- [INFORMATION SUPPLIED]:
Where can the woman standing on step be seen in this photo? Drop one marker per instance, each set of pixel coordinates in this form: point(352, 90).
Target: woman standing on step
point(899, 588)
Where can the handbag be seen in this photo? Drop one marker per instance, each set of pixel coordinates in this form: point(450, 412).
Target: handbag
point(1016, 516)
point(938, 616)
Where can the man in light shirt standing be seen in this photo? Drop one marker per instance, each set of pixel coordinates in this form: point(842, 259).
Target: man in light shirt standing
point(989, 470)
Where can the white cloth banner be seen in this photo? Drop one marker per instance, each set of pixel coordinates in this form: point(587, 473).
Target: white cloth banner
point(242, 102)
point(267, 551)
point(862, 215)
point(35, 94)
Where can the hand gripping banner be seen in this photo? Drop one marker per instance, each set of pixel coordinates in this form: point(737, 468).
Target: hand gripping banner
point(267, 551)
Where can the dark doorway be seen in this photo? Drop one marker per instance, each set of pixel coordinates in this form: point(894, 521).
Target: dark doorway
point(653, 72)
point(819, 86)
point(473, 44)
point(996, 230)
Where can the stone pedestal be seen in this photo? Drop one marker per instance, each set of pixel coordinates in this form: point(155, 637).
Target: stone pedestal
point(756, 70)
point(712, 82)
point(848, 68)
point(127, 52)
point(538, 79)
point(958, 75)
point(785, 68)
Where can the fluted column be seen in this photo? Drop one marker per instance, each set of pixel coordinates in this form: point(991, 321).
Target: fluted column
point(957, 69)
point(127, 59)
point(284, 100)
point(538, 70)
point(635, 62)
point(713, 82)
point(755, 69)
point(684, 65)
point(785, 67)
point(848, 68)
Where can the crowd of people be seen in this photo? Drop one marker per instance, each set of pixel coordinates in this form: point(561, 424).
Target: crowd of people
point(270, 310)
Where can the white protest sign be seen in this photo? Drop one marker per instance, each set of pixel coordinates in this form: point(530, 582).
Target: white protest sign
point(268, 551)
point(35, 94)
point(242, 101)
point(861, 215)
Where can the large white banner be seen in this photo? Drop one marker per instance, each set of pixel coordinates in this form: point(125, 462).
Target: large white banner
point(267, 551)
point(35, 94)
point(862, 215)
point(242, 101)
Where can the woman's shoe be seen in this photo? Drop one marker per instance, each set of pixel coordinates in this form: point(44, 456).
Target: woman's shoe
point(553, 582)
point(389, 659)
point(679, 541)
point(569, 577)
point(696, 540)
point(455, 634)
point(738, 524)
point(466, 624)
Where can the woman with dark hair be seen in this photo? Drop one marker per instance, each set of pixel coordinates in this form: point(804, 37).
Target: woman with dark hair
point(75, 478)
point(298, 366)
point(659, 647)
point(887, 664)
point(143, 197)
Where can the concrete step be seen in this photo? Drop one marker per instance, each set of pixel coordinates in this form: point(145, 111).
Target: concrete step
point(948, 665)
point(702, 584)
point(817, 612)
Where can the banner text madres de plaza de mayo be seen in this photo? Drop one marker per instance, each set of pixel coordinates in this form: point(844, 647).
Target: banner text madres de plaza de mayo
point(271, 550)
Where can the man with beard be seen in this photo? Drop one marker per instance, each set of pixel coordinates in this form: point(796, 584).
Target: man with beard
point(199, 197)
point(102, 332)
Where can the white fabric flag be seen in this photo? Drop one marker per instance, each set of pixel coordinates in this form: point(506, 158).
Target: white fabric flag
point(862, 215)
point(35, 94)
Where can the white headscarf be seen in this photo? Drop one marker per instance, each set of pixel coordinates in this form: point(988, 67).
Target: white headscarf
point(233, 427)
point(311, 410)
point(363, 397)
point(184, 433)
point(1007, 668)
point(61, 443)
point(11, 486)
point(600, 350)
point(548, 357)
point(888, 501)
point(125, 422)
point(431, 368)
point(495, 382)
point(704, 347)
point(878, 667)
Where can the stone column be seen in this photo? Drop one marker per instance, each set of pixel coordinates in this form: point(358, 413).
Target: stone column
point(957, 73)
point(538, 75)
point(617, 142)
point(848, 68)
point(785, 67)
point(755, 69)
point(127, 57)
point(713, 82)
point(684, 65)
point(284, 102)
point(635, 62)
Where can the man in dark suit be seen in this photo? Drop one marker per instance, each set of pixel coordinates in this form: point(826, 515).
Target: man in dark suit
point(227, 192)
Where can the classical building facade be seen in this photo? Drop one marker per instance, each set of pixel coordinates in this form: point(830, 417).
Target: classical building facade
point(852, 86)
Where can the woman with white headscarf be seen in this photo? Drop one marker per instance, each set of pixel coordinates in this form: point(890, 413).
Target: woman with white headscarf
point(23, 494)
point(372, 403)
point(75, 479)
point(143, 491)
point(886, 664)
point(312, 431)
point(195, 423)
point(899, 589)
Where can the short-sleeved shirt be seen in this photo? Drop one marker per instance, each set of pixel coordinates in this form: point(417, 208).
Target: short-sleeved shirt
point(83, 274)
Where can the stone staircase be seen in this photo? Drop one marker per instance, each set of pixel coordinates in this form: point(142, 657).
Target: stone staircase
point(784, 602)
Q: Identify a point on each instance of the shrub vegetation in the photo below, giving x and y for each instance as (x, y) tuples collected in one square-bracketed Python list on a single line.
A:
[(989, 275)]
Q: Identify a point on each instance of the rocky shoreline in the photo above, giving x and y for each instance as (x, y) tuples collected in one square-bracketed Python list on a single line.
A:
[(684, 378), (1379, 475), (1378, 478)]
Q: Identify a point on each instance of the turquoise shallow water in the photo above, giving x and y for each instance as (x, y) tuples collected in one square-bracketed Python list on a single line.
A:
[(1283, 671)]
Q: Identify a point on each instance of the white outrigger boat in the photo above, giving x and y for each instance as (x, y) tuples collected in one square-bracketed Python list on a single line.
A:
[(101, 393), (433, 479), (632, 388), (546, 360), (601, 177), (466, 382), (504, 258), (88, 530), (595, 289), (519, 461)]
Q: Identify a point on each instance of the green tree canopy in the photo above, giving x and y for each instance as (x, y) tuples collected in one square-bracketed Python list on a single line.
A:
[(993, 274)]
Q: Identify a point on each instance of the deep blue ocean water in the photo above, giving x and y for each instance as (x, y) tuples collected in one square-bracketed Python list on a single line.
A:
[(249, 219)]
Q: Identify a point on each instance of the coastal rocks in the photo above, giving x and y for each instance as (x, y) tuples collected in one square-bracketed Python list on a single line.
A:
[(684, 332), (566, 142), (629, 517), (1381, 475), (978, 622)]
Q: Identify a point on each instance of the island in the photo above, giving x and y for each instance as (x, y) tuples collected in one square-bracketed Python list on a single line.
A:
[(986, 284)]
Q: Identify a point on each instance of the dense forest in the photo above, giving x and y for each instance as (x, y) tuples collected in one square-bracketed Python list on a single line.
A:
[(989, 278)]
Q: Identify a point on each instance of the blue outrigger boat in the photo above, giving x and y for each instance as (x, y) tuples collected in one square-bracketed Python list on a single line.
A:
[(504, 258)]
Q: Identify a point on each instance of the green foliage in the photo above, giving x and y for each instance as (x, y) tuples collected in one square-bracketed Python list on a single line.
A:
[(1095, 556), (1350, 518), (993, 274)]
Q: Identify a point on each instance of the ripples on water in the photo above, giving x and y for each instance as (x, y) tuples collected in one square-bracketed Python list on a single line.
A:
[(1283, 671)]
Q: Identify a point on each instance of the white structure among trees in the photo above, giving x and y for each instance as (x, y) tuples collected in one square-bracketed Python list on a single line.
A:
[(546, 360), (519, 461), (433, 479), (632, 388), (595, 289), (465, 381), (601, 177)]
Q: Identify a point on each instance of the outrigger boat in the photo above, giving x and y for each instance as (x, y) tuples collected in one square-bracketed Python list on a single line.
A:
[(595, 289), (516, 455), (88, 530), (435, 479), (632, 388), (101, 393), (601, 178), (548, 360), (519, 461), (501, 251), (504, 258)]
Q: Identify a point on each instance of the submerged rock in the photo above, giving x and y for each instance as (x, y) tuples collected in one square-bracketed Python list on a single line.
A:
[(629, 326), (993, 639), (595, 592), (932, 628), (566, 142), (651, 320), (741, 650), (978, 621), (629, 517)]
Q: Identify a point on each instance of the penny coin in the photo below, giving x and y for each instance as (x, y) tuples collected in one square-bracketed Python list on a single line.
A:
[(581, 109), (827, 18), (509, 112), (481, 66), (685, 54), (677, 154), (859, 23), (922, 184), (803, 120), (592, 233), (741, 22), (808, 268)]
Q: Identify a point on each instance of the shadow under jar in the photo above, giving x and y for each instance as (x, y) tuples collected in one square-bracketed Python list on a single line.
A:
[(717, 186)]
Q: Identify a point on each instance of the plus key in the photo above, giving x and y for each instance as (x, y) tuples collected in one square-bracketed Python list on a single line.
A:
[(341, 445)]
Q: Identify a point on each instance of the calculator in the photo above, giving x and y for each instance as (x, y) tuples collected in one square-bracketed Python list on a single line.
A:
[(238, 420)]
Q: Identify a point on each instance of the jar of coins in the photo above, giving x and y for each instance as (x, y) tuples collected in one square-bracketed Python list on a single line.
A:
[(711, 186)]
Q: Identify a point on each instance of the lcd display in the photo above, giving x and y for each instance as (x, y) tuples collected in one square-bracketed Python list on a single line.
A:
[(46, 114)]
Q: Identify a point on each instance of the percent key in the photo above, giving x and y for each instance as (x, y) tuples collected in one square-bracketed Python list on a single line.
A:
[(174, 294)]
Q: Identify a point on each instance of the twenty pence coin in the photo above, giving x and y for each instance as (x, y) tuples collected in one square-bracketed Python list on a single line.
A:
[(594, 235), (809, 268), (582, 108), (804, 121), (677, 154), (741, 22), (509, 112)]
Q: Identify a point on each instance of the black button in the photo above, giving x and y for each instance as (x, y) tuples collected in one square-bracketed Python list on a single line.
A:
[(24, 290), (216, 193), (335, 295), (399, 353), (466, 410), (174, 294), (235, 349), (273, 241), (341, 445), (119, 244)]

- [WORK ITEM]: What you return should be the lines from the beginning of the records through the one that contains "Where can the stone pedestal", repeated exactly and with no additions.

- [THE COMPLETED TASK]:
Where can the woman standing on step be seen in this photo? Drop one marker per instance, each set of pixel coordinates in this form: point(352, 90).
Target: woman standing on step
point(899, 588)
Where can the handbag be seen in this photo? Drop one marker per instance, each set of pixel coordinates in this form: point(450, 412).
Target: handbag
point(1016, 516)
point(938, 616)
Where can the man in light shirt standing be seen in this photo? Drop one marker per instance, each set of pixel coordinates in this form: point(842, 259).
Target: man in light shirt standing
point(989, 470)
Where can the white cloth banner be seen in this photo? Drop one marker per instance, each set of pixel coordinates in this form: point(587, 473).
Target: white cloth banner
point(242, 102)
point(267, 551)
point(862, 215)
point(35, 94)
Where can the hand gripping banner be seen in this photo? Drop one marker per instance, each set of pixel coordinates in this form: point(737, 468).
Target: hand gripping banner
point(267, 551)
Where can the dark doorway be seen in this photo? Drop one marker per instance, each set of pixel coordinates in this form: point(894, 521).
Target: dark doorway
point(653, 72)
point(819, 86)
point(473, 44)
point(996, 230)
Where can the stone pedestal be seen in this photo? Drop one marker per instance, each set of pixel coordinates in this form: point(155, 637).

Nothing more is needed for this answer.